## DATASET EXCERPTS:
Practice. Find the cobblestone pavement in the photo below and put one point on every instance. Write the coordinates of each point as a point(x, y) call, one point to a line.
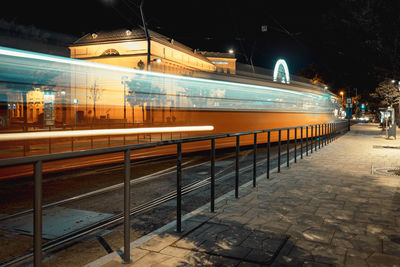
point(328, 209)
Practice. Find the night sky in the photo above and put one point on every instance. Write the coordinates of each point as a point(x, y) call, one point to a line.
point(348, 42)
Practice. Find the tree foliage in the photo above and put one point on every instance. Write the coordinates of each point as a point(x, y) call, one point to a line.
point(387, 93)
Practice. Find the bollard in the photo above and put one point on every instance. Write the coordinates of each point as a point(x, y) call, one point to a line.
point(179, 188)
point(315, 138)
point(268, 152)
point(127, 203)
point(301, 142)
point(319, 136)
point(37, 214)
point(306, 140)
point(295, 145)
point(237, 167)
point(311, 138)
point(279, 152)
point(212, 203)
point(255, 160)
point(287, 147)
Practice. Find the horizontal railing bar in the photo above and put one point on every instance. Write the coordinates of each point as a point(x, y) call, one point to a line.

==

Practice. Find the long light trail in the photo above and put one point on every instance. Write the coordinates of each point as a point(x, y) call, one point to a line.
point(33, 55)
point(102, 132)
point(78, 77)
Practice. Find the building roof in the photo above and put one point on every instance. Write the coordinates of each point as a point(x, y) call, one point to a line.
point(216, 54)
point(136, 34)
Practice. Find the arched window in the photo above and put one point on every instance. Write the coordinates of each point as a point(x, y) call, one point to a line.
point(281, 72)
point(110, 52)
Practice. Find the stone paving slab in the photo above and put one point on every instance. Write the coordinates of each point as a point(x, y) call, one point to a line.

## WHAT TO PRODUCE:
Write out the lines from the one containing "Practice. Find the tree" through the one containing "Practice. Find the horizontal", both included, as a numbered list with any blank lines dropped.

## ANSWER TO THIS EXERCISE:
1. Practice. Find the tree foliage in the photo above and put one point on every instance. Write the coordinates of each point as a point(x, y) call, one point to a line.
2. point(387, 93)
3. Practice. Find the bollard in the photo above and put one point on every instance. Write the coordinates of each point as a point(x, y) call, one point to a line.
4. point(179, 188)
5. point(315, 138)
6. point(268, 152)
7. point(127, 203)
8. point(301, 142)
9. point(319, 136)
10. point(37, 214)
11. point(306, 140)
12. point(295, 145)
13. point(237, 167)
14. point(311, 138)
15. point(279, 152)
16. point(212, 203)
17. point(255, 160)
18. point(287, 147)
19. Practice. Find the horizontal railing bar in the photo above and put one point on every instance. Write the coordinates of each point as a point(x, y) call, one point to a line.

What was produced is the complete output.